Return verbatim the lines of the items below, from the first line through the line containing "positive clicks: (173, 227)", with both ends included. Leave the pictures out of your answer.
+++
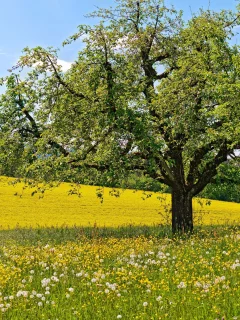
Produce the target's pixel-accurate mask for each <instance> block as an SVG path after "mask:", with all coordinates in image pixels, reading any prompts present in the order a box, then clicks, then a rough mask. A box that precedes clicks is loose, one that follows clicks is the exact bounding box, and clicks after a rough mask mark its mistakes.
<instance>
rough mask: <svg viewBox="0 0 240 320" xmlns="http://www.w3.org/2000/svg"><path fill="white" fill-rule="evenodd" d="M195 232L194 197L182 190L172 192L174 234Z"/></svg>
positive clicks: (173, 227)
mask: <svg viewBox="0 0 240 320" xmlns="http://www.w3.org/2000/svg"><path fill="white" fill-rule="evenodd" d="M192 231H193V214H192V195H191V194H190V193H189V192H184V191H183V190H181V189H173V190H172V232H173V233H187V232H192Z"/></svg>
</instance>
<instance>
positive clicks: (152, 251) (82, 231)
mask: <svg viewBox="0 0 240 320" xmlns="http://www.w3.org/2000/svg"><path fill="white" fill-rule="evenodd" d="M165 232H166V233H165ZM140 234H141V235H140ZM143 234H144V235H143ZM0 236H1V239H0V242H1V243H2V246H1V252H0V292H1V294H0V319H11V320H12V319H13V320H15V319H76V320H77V319H86V320H87V319H104V320H108V319H109V320H110V319H128V320H129V319H143V320H144V319H146V320H148V319H173V320H174V319H184V320H188V319H189V320H190V319H239V317H240V313H239V310H240V302H239V301H240V283H239V279H240V277H239V276H240V261H239V260H240V251H239V243H240V229H239V227H237V226H236V227H234V226H232V227H230V226H228V227H224V226H222V227H219V226H218V227H216V226H209V227H204V228H200V229H199V230H196V232H195V234H193V235H191V236H189V237H188V238H185V239H182V238H181V237H176V238H171V237H170V234H169V233H168V231H167V230H166V229H164V228H163V229H162V230H161V228H160V227H159V226H158V227H157V226H155V227H149V226H148V227H147V226H141V227H134V226H125V227H119V228H98V227H97V226H95V227H94V228H79V227H75V228H49V229H43V228H39V229H30V230H28V229H18V230H7V231H1V233H0Z"/></svg>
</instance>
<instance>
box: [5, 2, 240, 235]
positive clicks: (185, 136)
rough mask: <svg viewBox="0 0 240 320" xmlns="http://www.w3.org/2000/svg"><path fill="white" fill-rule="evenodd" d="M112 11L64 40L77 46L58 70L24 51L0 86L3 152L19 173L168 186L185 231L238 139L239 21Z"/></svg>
mask: <svg viewBox="0 0 240 320" xmlns="http://www.w3.org/2000/svg"><path fill="white" fill-rule="evenodd" d="M116 4H117V7H115V8H109V9H99V10H98V11H96V12H95V13H93V14H92V16H94V17H97V18H100V20H101V21H100V22H99V23H98V24H96V25H94V26H87V25H82V26H79V28H78V32H77V33H76V34H74V35H73V36H72V37H70V38H69V39H68V40H66V41H65V42H64V45H66V44H70V43H71V42H72V41H76V40H78V39H83V42H84V44H85V46H84V48H83V49H82V50H81V51H80V52H79V53H78V58H77V59H76V61H75V62H74V63H73V64H72V67H71V69H70V70H69V71H68V72H66V73H65V74H64V73H63V72H62V70H61V67H60V66H59V65H58V64H57V51H56V50H54V49H52V48H48V49H44V48H41V47H36V48H33V49H30V48H26V49H25V50H24V55H23V56H22V57H21V58H20V59H19V62H18V64H17V66H15V68H13V70H12V74H11V75H10V76H9V77H7V78H6V79H5V80H4V81H3V82H4V83H5V84H6V85H7V91H6V93H5V94H4V95H3V96H2V98H1V102H0V105H1V112H0V114H1V116H0V127H1V133H0V139H1V144H0V150H1V154H3V153H4V152H5V151H6V148H7V145H8V144H9V142H10V143H11V144H14V146H13V147H11V148H10V150H9V152H8V153H7V155H8V157H9V163H10V164H11V168H12V167H13V166H15V165H16V162H14V159H16V157H17V156H18V157H19V159H20V161H19V166H18V167H19V168H18V167H17V171H16V172H17V174H20V173H21V172H22V174H24V176H26V177H29V178H35V179H39V180H45V181H46V180H48V181H51V180H60V181H72V182H77V183H82V182H84V183H87V184H89V183H94V181H98V182H100V183H101V185H106V184H108V185H112V186H114V185H116V183H119V181H122V180H123V179H124V178H125V177H126V176H127V175H128V174H130V175H131V174H132V173H133V172H135V171H136V170H140V171H142V172H143V174H144V175H146V176H148V177H150V178H152V179H154V180H155V181H158V182H161V183H164V184H166V185H168V186H169V187H171V190H172V195H173V198H172V199H173V201H172V215H173V231H174V232H175V231H181V232H182V231H183V232H185V231H191V230H192V228H193V223H192V197H193V196H195V195H197V194H198V193H199V192H201V191H202V190H203V189H204V187H205V186H206V185H207V184H208V183H209V182H210V181H211V180H212V178H213V177H214V176H215V175H216V174H217V170H218V168H219V166H220V165H221V164H222V163H223V162H225V161H226V160H227V158H228V156H229V155H230V154H233V153H234V150H235V149H236V148H238V146H239V142H240V127H239V116H240V114H239V112H240V109H239V99H240V96H239V92H240V90H239V85H240V81H239V68H240V55H239V48H238V46H236V45H234V46H232V45H231V44H230V43H231V41H230V40H231V38H232V36H233V35H234V33H233V31H234V27H235V26H237V25H238V16H236V15H235V14H234V13H233V12H230V11H221V12H220V13H216V12H211V11H210V10H207V11H203V10H200V11H199V13H198V14H196V15H193V17H192V19H191V20H190V21H188V22H186V23H185V22H184V21H183V20H182V14H181V12H177V11H176V10H175V9H174V8H167V7H166V6H165V5H164V2H163V1H156V0H141V1H134V0H121V1H117V3H116ZM22 68H31V71H30V72H29V74H28V76H27V77H26V78H25V79H24V80H23V79H20V76H19V75H18V74H17V73H16V70H21V69H22ZM5 160H6V159H4V158H3V160H2V163H4V161H5ZM11 168H10V169H9V170H8V172H11V170H12V169H11Z"/></svg>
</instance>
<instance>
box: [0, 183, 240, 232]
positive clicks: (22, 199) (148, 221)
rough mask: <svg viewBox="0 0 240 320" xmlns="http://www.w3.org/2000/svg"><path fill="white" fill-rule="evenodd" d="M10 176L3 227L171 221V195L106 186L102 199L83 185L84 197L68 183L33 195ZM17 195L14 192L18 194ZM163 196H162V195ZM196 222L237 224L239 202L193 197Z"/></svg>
mask: <svg viewBox="0 0 240 320" xmlns="http://www.w3.org/2000/svg"><path fill="white" fill-rule="evenodd" d="M10 181H11V179H9V178H5V177H1V179H0V210H1V223H0V228H1V229H8V228H10V229H13V228H15V227H17V226H18V227H33V228H35V227H40V226H41V227H50V226H73V225H76V226H93V225H97V226H112V227H114V226H121V225H128V224H132V225H157V224H165V223H167V222H169V221H170V219H169V218H170V216H169V213H166V209H169V204H170V200H171V197H170V195H164V194H158V193H153V194H152V196H151V197H149V195H150V194H151V193H143V192H141V191H133V190H120V193H121V195H120V197H114V196H111V195H110V194H109V192H110V191H111V189H108V188H104V198H103V202H102V203H101V201H100V199H99V198H98V197H97V195H96V189H97V188H96V187H92V186H81V189H80V191H81V197H80V198H79V197H77V196H76V195H68V191H69V190H70V189H71V186H70V185H69V184H67V183H64V184H61V185H60V186H59V187H56V188H53V189H51V190H49V191H46V192H45V195H44V197H43V198H42V199H39V195H38V194H35V195H34V196H31V193H32V191H33V190H29V189H25V190H24V191H23V190H22V187H23V185H21V184H17V185H9V182H10ZM16 193H17V195H14V194H16ZM159 197H160V199H159ZM193 207H194V211H195V223H196V224H199V223H203V224H224V223H225V224H226V223H229V224H234V223H239V221H240V204H237V203H229V202H221V201H211V205H210V206H206V205H204V206H203V207H202V206H201V205H200V204H199V203H198V201H197V200H194V205H193Z"/></svg>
+++
## [REPLY]
Produce the target's pixel-accurate mask for each <instance> block as an SVG path after "mask:", with all coordinates in image pixels, reading any prompts present in the order a box, then clicks, then a rough mask. A box that precedes clicks is loose, one that follows clicks is the exact bounding box, and clicks after a rough mask mark its mistakes.
<instance>
rough mask: <svg viewBox="0 0 240 320" xmlns="http://www.w3.org/2000/svg"><path fill="white" fill-rule="evenodd" d="M195 232L194 197L182 190L172 192L174 234Z"/></svg>
positive clicks: (173, 227)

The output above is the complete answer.